■ Work to be completed:
Once you have read the records, output them exactly.

(Stored items from a collection)
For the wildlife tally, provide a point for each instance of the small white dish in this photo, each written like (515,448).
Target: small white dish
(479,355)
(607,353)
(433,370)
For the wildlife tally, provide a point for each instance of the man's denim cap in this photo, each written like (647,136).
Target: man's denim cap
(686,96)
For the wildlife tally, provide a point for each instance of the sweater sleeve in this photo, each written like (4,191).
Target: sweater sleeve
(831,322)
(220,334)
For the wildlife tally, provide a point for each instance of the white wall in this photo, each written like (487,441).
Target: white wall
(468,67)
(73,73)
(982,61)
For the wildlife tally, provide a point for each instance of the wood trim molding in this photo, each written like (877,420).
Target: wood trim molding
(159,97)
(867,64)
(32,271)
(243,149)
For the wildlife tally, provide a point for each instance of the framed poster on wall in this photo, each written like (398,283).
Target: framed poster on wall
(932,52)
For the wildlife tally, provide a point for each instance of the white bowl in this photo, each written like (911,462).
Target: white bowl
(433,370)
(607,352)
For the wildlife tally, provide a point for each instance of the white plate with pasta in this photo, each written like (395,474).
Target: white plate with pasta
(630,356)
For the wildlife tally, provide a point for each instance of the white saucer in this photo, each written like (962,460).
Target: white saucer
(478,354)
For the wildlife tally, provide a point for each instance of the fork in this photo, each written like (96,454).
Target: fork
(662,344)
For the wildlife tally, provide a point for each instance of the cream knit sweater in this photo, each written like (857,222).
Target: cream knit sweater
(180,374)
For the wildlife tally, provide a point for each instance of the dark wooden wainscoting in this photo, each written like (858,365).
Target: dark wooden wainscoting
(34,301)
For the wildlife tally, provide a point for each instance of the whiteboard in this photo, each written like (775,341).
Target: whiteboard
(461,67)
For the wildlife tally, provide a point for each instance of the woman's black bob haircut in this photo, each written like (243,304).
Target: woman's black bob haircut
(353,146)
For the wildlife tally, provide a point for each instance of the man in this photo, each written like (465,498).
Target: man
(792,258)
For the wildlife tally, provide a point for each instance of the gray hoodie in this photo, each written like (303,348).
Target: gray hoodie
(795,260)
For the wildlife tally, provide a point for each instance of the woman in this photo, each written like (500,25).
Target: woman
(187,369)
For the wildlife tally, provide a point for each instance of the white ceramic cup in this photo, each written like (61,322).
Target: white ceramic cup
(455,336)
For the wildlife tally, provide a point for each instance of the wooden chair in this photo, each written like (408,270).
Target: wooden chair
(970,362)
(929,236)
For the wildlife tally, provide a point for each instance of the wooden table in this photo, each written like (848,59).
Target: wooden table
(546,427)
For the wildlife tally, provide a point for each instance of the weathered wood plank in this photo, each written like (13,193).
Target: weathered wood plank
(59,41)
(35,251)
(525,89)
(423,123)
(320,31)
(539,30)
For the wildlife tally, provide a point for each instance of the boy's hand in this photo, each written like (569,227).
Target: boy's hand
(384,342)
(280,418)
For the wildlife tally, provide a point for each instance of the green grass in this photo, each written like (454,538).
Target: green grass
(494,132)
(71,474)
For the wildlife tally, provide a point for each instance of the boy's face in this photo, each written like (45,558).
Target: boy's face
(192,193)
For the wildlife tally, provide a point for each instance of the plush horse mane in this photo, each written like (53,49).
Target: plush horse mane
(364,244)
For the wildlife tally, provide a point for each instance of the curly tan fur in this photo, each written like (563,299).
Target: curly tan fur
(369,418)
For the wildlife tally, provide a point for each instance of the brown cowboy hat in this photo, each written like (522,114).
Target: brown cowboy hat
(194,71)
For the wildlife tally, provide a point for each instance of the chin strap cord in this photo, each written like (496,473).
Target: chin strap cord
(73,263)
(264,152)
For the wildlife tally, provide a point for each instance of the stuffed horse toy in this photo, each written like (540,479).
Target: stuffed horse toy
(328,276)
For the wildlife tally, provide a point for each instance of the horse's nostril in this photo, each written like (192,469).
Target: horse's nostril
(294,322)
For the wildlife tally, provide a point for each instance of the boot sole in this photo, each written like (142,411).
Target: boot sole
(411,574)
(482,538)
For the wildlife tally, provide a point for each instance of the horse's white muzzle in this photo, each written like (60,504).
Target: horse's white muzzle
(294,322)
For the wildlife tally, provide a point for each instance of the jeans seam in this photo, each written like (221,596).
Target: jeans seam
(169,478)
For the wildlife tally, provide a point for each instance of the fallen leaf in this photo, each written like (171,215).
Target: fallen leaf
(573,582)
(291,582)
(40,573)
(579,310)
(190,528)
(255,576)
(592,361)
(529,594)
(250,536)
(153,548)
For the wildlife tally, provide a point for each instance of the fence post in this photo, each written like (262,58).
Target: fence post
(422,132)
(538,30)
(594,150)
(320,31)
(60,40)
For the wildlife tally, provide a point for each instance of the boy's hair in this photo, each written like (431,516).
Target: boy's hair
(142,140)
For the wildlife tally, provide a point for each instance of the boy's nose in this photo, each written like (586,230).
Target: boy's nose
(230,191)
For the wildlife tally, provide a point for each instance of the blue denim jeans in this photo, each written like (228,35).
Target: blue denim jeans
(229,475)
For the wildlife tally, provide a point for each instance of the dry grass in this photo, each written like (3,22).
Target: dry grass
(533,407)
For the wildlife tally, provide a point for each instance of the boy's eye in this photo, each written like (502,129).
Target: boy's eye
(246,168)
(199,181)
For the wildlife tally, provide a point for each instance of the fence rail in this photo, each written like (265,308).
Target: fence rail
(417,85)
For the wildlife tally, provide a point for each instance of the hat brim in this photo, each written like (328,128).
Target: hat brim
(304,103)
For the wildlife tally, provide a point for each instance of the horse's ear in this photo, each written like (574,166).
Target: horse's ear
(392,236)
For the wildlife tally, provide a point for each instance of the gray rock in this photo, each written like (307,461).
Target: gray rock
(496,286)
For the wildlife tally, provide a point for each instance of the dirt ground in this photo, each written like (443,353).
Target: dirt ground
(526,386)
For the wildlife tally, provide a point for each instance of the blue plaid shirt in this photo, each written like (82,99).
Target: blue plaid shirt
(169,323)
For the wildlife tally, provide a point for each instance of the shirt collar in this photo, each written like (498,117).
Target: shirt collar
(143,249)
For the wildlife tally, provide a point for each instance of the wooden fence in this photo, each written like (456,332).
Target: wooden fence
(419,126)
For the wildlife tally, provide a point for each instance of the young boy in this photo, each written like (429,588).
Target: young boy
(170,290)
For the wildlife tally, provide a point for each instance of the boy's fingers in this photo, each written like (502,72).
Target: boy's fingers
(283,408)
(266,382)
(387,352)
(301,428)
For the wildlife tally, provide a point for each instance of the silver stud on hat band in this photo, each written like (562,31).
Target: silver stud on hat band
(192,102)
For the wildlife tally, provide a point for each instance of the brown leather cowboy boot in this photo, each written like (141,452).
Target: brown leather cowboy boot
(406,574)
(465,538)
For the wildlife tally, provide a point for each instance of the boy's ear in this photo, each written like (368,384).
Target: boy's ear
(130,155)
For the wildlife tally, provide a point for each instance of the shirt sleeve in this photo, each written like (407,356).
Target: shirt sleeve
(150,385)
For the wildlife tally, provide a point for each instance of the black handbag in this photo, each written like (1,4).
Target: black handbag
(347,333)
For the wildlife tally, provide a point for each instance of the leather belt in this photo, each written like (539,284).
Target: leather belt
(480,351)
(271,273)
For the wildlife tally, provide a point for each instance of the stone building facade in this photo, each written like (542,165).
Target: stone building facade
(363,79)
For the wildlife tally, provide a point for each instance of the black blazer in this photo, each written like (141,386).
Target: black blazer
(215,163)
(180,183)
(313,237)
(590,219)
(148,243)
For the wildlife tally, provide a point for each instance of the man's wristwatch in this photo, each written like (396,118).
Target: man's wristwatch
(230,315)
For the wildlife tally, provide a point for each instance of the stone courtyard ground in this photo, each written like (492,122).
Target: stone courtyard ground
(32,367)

■ Response to this task:
For the wildlife tally, provide a point for each instance of the small white dish in this photo, each written like (515,448).
Target: small white dish
(479,355)
(607,353)
(433,370)
For the wildlife tally, provide a point for each instance of the man's denim cap in this photo, each written like (647,136).
Target: man's denim cap
(686,96)
For the wildlife tally, provide a point for each instance of the sweater sleeve in this photo, each written like (4,191).
Target: sweater sleeve
(831,322)
(220,334)
For the wildlife tally, provide a point for each instance of the white wall in this photo, each written like (487,441).
Target: white wall
(468,67)
(73,73)
(982,61)
For the wildlife tally, provide a point for each instance of the wood trim molding in this photo, each written like (877,420).
Target: wood trim molding
(159,97)
(867,64)
(32,271)
(243,149)
For the wildlife tally, provide a point for each instance of the framed poster on wall in this photo, each written like (398,283).
Target: framed poster on wall
(932,52)
For the wildlife tally, provide a point for each instance of the white bowl in this photo, each written like (911,462).
Target: white bowl
(433,370)
(607,352)
For the wildlife tally, provide a point for each instance of the white plate with pasta in this photo, each written like (395,474).
Target: white plate with pasta
(630,356)
For the wildlife tally, provide a point for each instance of the white saucer in this photo, each written like (962,460).
Target: white saucer
(478,354)
For the wildlife tally, provide a point for each instance of the fork in this photo, each written like (96,454).
Target: fork
(662,344)
For the wildlife tally, provide a point for each instance of the cream knit sweater in this photo, each written like (857,222).
Target: cream knit sweater
(180,374)
For the wildlife tally, provide a point for each instance of the dark wooden wainscoting in this photo, each written like (858,365).
Target: dark wooden wainscoting
(34,301)
For the wildlife tally, provide a point for each instance of the whiteboard in this photo, each written like (775,341).
Target: whiteboard
(461,67)
For the wildlife tally, provide a point for each instance of the woman's black bob haircut in this photo, each written like (243,304).
Target: woman's black bob haircut
(353,146)
For the wildlife tally, provide a point for each instance of the man in this photo, each written like (465,498).
Target: man
(792,258)
For the wildlife tally, provide a point for each instance of the gray hoodie in this photo, each written like (303,348).
Target: gray hoodie
(795,260)
For the wildlife tally, provide a point for each instance of the woman in this photo, each written like (500,25).
Target: woman
(187,369)
For the wildlife tally, provide a point for each instance of the white ceramic cup in this photo, each written like (61,322).
Target: white ceramic cup
(455,336)
For the wildlife tally, provide a point for each instance of the wooden chair in this photo, each written like (408,270).
Target: wooden chair
(970,362)
(929,236)
For the wildlife tally, provide a point for each instance of the wooden table in this photo, each written like (848,59).
Target: wooden table
(546,427)
For the wildlife tally, provide a point for each instance of the weathered wood plank in this photo, each written like (13,193).
Target: weathered wood plank
(59,41)
(35,251)
(525,89)
(423,123)
(320,31)
(539,30)
For the wildlife tally, provide a point for each instance of the boy's hand in this photo, each written like (569,227).
Target: boy's hand
(384,342)
(280,418)
For the wildlife tally, provide a point for each instance of the green grass in this photo, each written like (454,538).
Target: green grass
(494,132)
(71,474)
For the wildlife tally, provide a point for each instance of the boy's face in this photo, each written like (45,558).
Target: boy's face
(192,193)
For the wildlife tally, provide a point for each instance of the plush horse mane in this photo, each written like (53,49).
Target: plush horse mane
(364,244)
For the wildlife tally, provide a point for each instance of the curly tan fur in this photo, each written like (563,299).
Target: curly tan fur
(369,418)
For the wildlife tally, provide a point for each instance of the brown cowboy hat in this photo, each written like (522,114).
Target: brown cowboy hat
(194,71)
For the wildlife tally, provide a point for each instance of the chin strap cord in this photo, each written like (496,473).
Target: chin strap cord
(73,263)
(264,152)
For the wildlife tally, provide a point for each instance of the stuffed horse toy in this photo, each written like (540,479).
Target: stuffed horse toy
(328,276)
For the wildlife tally, provide a point for each instance of the horse's nostril in this photo, each written like (192,469).
Target: horse's nostril
(294,322)
For the wildlife tally, provide a point for each instance of the boot sole in this photo, each written like (142,411).
Target: boot sole
(411,574)
(482,538)
For the wildlife tally, provide a point for each instance of the horse's white muzzle in this photo, each written like (60,504).
Target: horse's white muzzle
(294,322)
For the wildlife tally, provide a point for each instance of the jeans seam in this photo, each written like (221,596).
Target: jeans seam
(169,478)
For the wildlife tally, provide a point for each instance of the fallen leaf in this photo, each written like (171,215).
Target: fallen leaf
(573,582)
(291,582)
(40,573)
(579,310)
(190,528)
(255,576)
(592,361)
(529,594)
(250,536)
(153,548)
For the wildlife tally, provide a point for each instance of the fence post in this photo, each written like (262,58).
Target: fence post
(422,132)
(538,30)
(594,150)
(320,31)
(60,40)
For the wildlife tally, provide a point for each instance of the boy's hair in this photo, each written like (431,516).
Target: boy's hair
(142,140)
For the wildlife tally, provide a point for each instance of the boy's nose in this photo, each written like (586,230).
Target: boy's nose
(230,191)
For the wildlife tally, provide a point for each instance of the blue denim jeans in this photo, each written like (228,35).
Target: blue denim jeans
(229,475)
For the wildlife tally, provide a point for each instance of the dry grass in this photo, each written like (3,22).
Target: dry grass
(533,407)
For the wildlife tally, provide a point for each instance of the boy's eye in this photo, each written like (502,129).
Target: boy's eye
(246,168)
(199,181)
For the wildlife tally, provide a point for each instance of the fence rail in this photo, each written like (265,308).
Target: fence rail
(417,85)
For the wildlife tally, provide a point for each instance of the hat brim in this photo, each written like (328,128).
Target: hat brim
(304,103)
For the wildlife tally, provide a point for each instance of the horse's ear in this photo, each written like (574,166).
Target: horse's ear
(392,236)
For the wildlife tally, provide a point for each instance of the gray rock in this photo, each written like (307,461).
Target: gray rock
(496,286)
For the wildlife tally, provide a point for each instance of the dirt ground in this photo, each written like (443,353).
Target: dirt ground
(526,386)
For the wildlife tally, provide a point for each instance of the blue plaid shirt in this photo, each written like (82,99).
Target: blue plaid shirt
(169,323)
For the wildlife tally, provide a point for each instance of the shirt collar in this photo, each written like (498,117).
Target: shirt collar
(143,249)
For the wildlife tally, provide a point for each instance of the wooden fence in this photo, each written like (456,332).
Target: wooden fence
(419,126)
For the wildlife tally, provide a point for each instance of the young boy in this photo, each written like (429,588).
Target: young boy
(170,290)
For the wildlife tally, provide a point for each instance of the boy's fingers in this photo, each written like (502,72).
Target: boy's fingers
(283,408)
(266,382)
(387,352)
(301,428)
For the wildlife tally, provide a point for each instance of the silver stud on hat band in this photo, each written like (562,31).
Target: silver stud on hat band
(192,102)
For the wildlife tally, provide a point for each instance of the brown leather cowboy boot in this photo, each written like (141,452).
Target: brown leather cowboy boot
(406,574)
(465,538)
For the wildlife tally, provide a point for each instance of the boy's ear in this photo, each written like (368,384).
Target: boy's ear
(130,155)
For the wildlife tally, provide a point for each instance of the shirt sleeve in this photo, each written like (407,356).
Target: shirt sleeve
(150,385)
For the wildlife tally, provide a point for each instance of the black handbag in this photo, each written like (1,4).
Target: black handbag
(347,333)
For the wildlife tally, provide a point for each instance of the leather belt in this photo, each written like (539,284).
Target: leather belt
(480,351)
(271,273)
For the wildlife tally, provide a point for each instance of the stone building facade in this photo, each written like (542,165).
Target: stone building facade
(363,79)
For the wildlife tally, provide a point for each instance of the black blazer in this photo, each written like (141,386).
Target: black blazer
(215,163)
(180,183)
(313,237)
(590,219)
(148,243)
For the wildlife tally, provide a point for each instance of the man's wristwatch in this photo, each written like (396,118).
Target: man's wristwatch
(230,315)
For the wildlife tally, provide a point for each instance of the stone courtyard ground in this photo, each written like (492,122).
Target: stone courtyard ground
(32,367)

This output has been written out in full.